Task brief: Copy out the listing below, putting "field survey" wherever "crop scouting" appears and changing nothing else. Leave out the pictures.
** Begin **
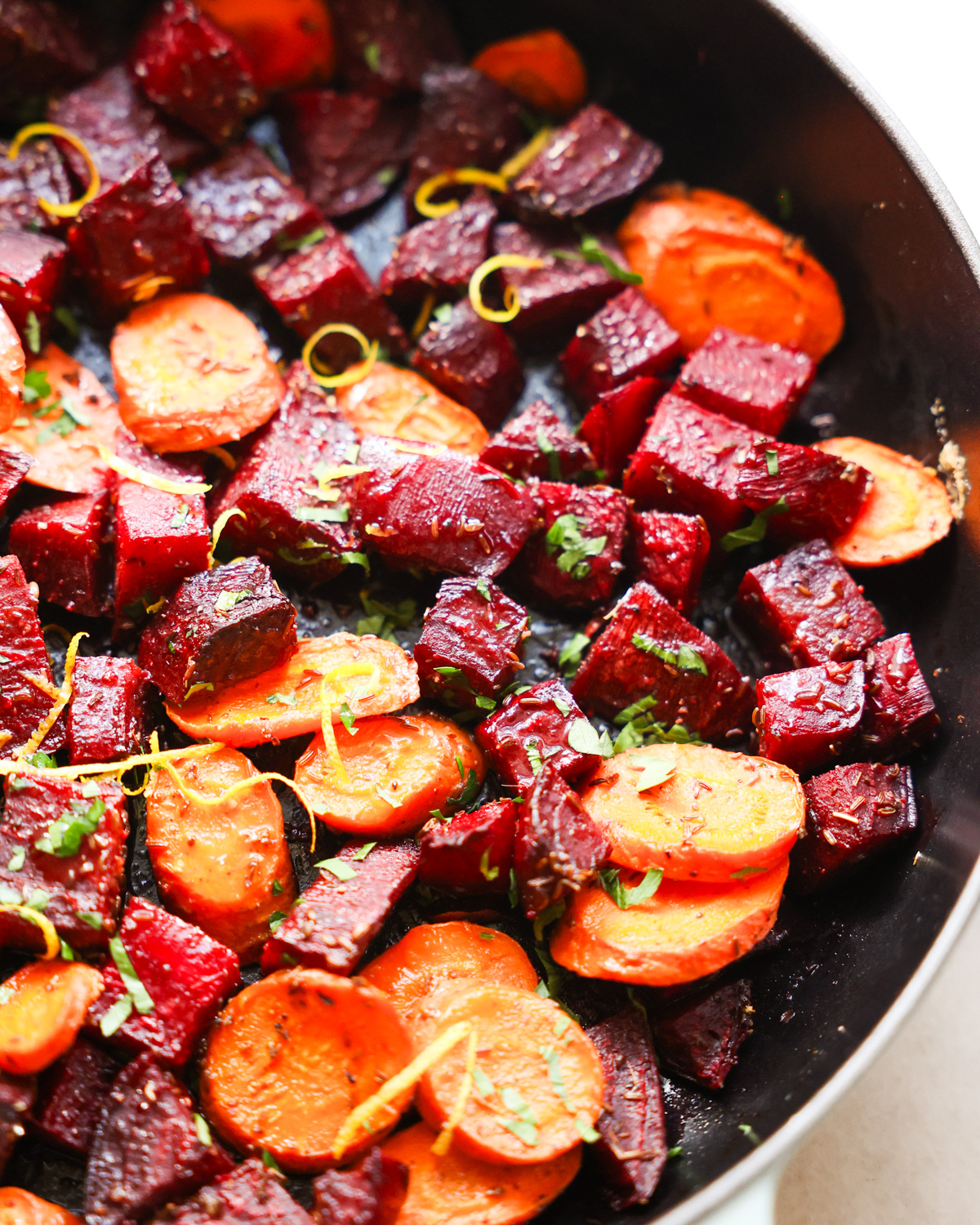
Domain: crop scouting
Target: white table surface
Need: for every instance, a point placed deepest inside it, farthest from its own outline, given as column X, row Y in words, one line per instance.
column 903, row 1148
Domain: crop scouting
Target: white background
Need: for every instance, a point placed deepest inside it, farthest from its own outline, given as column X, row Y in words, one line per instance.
column 904, row 1147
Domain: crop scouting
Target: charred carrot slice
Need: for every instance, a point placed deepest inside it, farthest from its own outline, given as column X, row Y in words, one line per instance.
column 43, row 1009
column 696, row 813
column 681, row 933
column 906, row 511
column 343, row 673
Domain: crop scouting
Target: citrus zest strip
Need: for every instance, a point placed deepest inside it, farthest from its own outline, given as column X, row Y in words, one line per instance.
column 95, row 183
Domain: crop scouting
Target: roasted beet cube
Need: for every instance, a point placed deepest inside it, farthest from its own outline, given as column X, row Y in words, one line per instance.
column 700, row 1038
column 690, row 461
column 852, row 813
column 805, row 608
column 333, row 921
column 146, row 1149
column 82, row 828
column 648, row 649
column 186, row 974
column 243, row 203
column 136, row 238
column 110, row 712
column 218, row 627
column 669, row 553
column 747, row 380
column 345, row 149
column 808, row 718
column 439, row 510
column 543, row 724
column 24, row 701
column 472, row 644
column 70, row 1097
column 63, row 550
column 194, row 70
column 632, row 1121
column 538, row 443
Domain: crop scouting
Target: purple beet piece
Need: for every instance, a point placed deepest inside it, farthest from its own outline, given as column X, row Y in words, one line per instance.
column 572, row 558
column 146, row 1149
column 345, row 149
column 63, row 549
column 472, row 853
column 333, row 921
column 808, row 717
column 70, row 1097
column 541, row 725
column 439, row 510
column 83, row 870
column 440, row 255
column 747, row 380
column 700, row 1038
column 629, row 338
column 669, row 553
column 558, row 847
column 649, row 649
column 538, row 443
column 473, row 360
column 472, row 644
column 852, row 813
column 110, row 715
column 805, row 608
column 632, row 1121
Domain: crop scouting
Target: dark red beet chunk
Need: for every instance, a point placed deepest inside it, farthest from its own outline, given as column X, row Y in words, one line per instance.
column 543, row 724
column 372, row 1192
column 648, row 648
column 700, row 1039
column 473, row 360
column 690, row 461
column 22, row 653
column 63, row 549
column 669, row 553
column 194, row 70
column 218, row 627
column 558, row 847
column 110, row 712
column 146, row 1149
column 439, row 510
column 852, row 813
column 629, row 338
column 345, row 149
column 746, row 379
column 472, row 644
column 82, row 874
column 70, row 1097
column 472, row 853
column 805, row 608
column 188, row 975
column 538, row 443
column 333, row 921
column 556, row 298
column 808, row 717
column 634, row 1116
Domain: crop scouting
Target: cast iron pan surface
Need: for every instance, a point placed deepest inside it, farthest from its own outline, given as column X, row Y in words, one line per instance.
column 742, row 103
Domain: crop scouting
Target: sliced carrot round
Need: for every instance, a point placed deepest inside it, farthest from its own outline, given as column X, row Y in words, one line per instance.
column 193, row 372
column 715, row 816
column 386, row 776
column 906, row 511
column 681, row 933
column 466, row 1191
column 537, row 1085
column 292, row 1056
column 44, row 1007
column 367, row 674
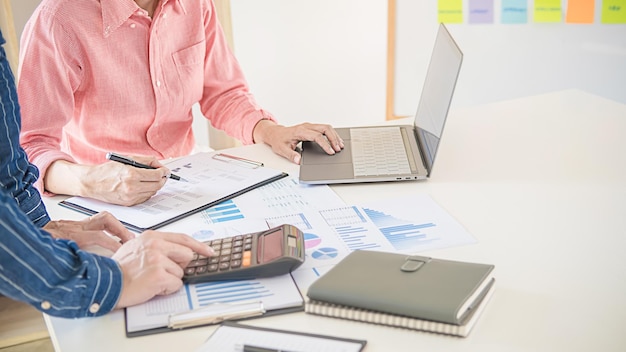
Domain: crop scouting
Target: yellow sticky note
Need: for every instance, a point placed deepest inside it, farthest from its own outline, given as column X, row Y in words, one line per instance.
column 580, row 11
column 450, row 11
column 613, row 11
column 547, row 11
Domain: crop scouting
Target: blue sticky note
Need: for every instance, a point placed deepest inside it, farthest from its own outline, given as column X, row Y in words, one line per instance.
column 514, row 11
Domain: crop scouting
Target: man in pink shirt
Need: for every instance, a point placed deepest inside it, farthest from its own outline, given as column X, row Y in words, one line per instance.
column 122, row 76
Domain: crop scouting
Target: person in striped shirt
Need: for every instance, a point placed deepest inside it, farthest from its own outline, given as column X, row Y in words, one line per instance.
column 41, row 261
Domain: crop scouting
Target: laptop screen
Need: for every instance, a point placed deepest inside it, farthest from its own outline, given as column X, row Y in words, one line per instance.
column 441, row 77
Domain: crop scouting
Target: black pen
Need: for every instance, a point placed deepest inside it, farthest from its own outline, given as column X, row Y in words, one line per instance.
column 127, row 161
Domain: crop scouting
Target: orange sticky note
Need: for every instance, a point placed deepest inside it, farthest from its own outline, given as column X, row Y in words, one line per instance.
column 580, row 11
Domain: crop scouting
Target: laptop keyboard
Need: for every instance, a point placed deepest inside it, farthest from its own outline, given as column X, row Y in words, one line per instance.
column 378, row 151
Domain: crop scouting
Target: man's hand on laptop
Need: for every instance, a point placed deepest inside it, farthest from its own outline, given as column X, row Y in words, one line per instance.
column 284, row 140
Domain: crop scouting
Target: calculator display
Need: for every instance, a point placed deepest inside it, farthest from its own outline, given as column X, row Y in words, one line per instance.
column 270, row 246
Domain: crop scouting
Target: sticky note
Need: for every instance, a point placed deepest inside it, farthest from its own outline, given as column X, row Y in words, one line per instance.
column 580, row 11
column 514, row 11
column 450, row 11
column 547, row 11
column 613, row 11
column 480, row 11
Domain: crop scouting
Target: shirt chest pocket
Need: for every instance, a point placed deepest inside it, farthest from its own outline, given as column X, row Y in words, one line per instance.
column 190, row 68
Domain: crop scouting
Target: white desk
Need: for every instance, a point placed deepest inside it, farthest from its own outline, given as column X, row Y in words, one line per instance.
column 539, row 181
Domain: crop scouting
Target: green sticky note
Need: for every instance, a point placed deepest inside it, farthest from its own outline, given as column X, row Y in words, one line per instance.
column 547, row 11
column 450, row 11
column 614, row 11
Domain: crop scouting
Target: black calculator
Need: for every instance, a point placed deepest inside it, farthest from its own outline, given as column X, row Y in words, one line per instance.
column 272, row 252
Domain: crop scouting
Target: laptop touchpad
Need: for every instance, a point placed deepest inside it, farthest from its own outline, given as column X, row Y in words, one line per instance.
column 315, row 155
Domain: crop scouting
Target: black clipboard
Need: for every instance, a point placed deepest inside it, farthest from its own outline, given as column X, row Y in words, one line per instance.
column 87, row 211
column 298, row 306
column 88, row 207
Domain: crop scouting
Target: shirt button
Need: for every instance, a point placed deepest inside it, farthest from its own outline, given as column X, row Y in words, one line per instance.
column 94, row 308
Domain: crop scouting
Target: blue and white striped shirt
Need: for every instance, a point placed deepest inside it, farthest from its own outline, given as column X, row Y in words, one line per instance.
** End **
Finished exercise:
Domain: field survey
Target: white table surface
Need: for every instance, a point placed deepest inside it, farthest from its own outline, given as column X, row Y in words, one line per instance.
column 903, row 1148
Domain: field survey
Target: white background
Need: for every instance, a point placed deepest inside it, farthest from its own outline, given as column X, row Y in words, one line per instance.
column 904, row 1147
Domain: field survey
Target: charred carrot slice
Need: for every instance, a point placed deepest inside it, farthest from its own outline, given as column X, row Y in words, one line per instance.
column 43, row 1009
column 696, row 813
column 681, row 933
column 906, row 511
column 343, row 673
Domain: field survey
Target: citrus zest strip
Need: for every instance, a point placed deepest inside it, farthest from its own outline, given as column X, row Y in words, one line per instance.
column 95, row 183
Domain: field survey
Target: roasted beet cube
Need: for every instance, a point placed deepest inside it, farthest from its own outline, given as column X, row Y in words, one line per instance.
column 700, row 1038
column 690, row 461
column 852, row 813
column 805, row 608
column 333, row 921
column 146, row 1149
column 82, row 828
column 648, row 649
column 186, row 974
column 243, row 203
column 136, row 238
column 110, row 712
column 218, row 627
column 669, row 553
column 747, row 380
column 345, row 149
column 808, row 718
column 439, row 510
column 543, row 724
column 24, row 701
column 472, row 644
column 70, row 1097
column 63, row 550
column 194, row 70
column 632, row 1121
column 538, row 443
Domain: field survey
Target: purple beet piece
Need: for every instance, a point placed deepest inside it, farthest from its own outline, given as column X, row Y in words, one line per instance.
column 572, row 558
column 146, row 1149
column 345, row 149
column 63, row 549
column 472, row 853
column 333, row 921
column 808, row 717
column 70, row 1097
column 541, row 725
column 439, row 510
column 83, row 870
column 440, row 255
column 747, row 380
column 700, row 1038
column 629, row 338
column 669, row 553
column 558, row 847
column 649, row 649
column 538, row 443
column 473, row 360
column 472, row 644
column 852, row 813
column 110, row 715
column 805, row 608
column 632, row 1121
Domain: field survey
Target: dark red beet chunk
Need: for every instance, a point placed deepest inside it, farthest from its own outline, given as column X, row Y in words, one line per instance.
column 543, row 724
column 372, row 1192
column 648, row 648
column 700, row 1039
column 473, row 360
column 690, row 461
column 22, row 653
column 63, row 549
column 669, row 553
column 194, row 70
column 218, row 627
column 558, row 847
column 110, row 712
column 146, row 1149
column 439, row 510
column 852, row 813
column 629, row 338
column 345, row 149
column 746, row 379
column 472, row 644
column 82, row 874
column 70, row 1097
column 472, row 853
column 805, row 608
column 188, row 975
column 538, row 443
column 333, row 921
column 556, row 298
column 808, row 717
column 634, row 1116
Domain: field survey
Target: cast iron pan surface
Need: for every instance, a point placed deepest inside it, farthest from its own outline, given as column X, row Y in words, one line per instance.
column 742, row 103
Domain: field survey
Target: sliced carrot round
Need: for every instance, a point placed deepest inside it, farthest from its own outline, given as column X, row Y in words, one line per instance.
column 193, row 372
column 715, row 816
column 386, row 776
column 906, row 511
column 681, row 933
column 466, row 1191
column 537, row 1085
column 292, row 1056
column 44, row 1007
column 367, row 674
Domain: field survey
Target: yellow sticky note
Need: for every instance, a point placed deepest inside it, farthest from its own outline, given as column X, row Y in words, one line per instance.
column 580, row 11
column 450, row 11
column 613, row 11
column 547, row 11
Domain: field survey
Target: blue sticky note
Need: for every instance, a point placed deepest inside it, farthest from its own outline, given as column X, row Y in words, one line per instance.
column 514, row 11
Domain: field survey
Target: man in pink shirt
Need: for every instance, a point placed deepest inside it, farthest from its own outline, given as column X, row Y in words, one line per instance.
column 122, row 76
Domain: field survey
Target: person in striped shirt
Need: for every instance, a point placed deepest inside it, farthest from its own outline, given as column X, row Y in words, one line per instance.
column 41, row 261
Domain: field survey
Target: laptop screen
Need: for every instance, a point placed deepest inside it, farthest from its own outline, given as column X, row Y in words, one line per instance.
column 441, row 77
Domain: field survey
Target: black pen
Need: for every instance, a point placed deepest inside it, farthest from its own outline, given as column X, row Y in words, one line per instance.
column 127, row 161
Domain: field survey
Target: orange sticky note
Need: for every instance, a point placed deepest inside it, farthest from its own outline, given as column X, row Y in words, one line per instance.
column 580, row 11
Domain: field survey
Target: laptop keyboard
Need: for every instance, a point placed deepest inside it, farthest from its own outline, given as column X, row Y in words, one line per instance.
column 378, row 151
Domain: field survey
Target: man's hand on laptop
Need: for every instance, a point placed deepest inside it, farthest from its own outline, given as column X, row Y in words, one line per instance.
column 284, row 140
Domain: field survey
Target: calculator display
Need: for every instance, a point placed deepest inside it, farthest from its own outline, given as column X, row Y in words, one line per instance.
column 270, row 246
Domain: field survey
Target: sticky note
Need: for every instance, a point placed deepest inside it, farthest from its own outline, given as column X, row Y in words, one line per instance.
column 580, row 11
column 514, row 11
column 450, row 11
column 547, row 11
column 613, row 11
column 480, row 11
Domain: field survey
Target: shirt chest pocket
Need: for every instance, a point placed deepest inside it, farthest from its own outline, given as column X, row Y in words, one line per instance.
column 190, row 68
Domain: field survey
Target: white desk
Need: for every instance, a point placed deepest inside it, farthest from its own outline, given as column X, row Y in words, one line per instance.
column 539, row 181
Domain: field survey
Target: green sticky note
Need: for every instance, a point placed deepest inside it, farthest from its own outline, given as column X, row Y in words, one line per instance.
column 547, row 11
column 450, row 11
column 614, row 11
Domain: field survey
Target: black calculator
Need: for every instance, a point placed deepest inside it, farthest from its own outline, given as column X, row Y in words, one line per instance.
column 272, row 252
Domain: field survey
Target: laptop touchpad
Need: for every instance, a point placed deepest inside it, farthest from its own outline, given as column X, row Y in words, one line per instance.
column 315, row 155
Domain: field survey
Target: black clipboard
Need: for every instance, a point placed deepest inside it, farthest from its own outline, given as column X, row Y in words, one line per instance.
column 87, row 211
column 298, row 306
column 88, row 207
Domain: field survey
Target: shirt button
Need: for every instance, a point placed deepest inside it, farthest from its own outline, given as column X, row Y in words, one line per instance.
column 94, row 308
Domain: field survey
Target: blue and white striped shirt
Need: for every instance, a point placed deepest inside it, farthest from its own outline, given as column X, row Y in words, one line per instance.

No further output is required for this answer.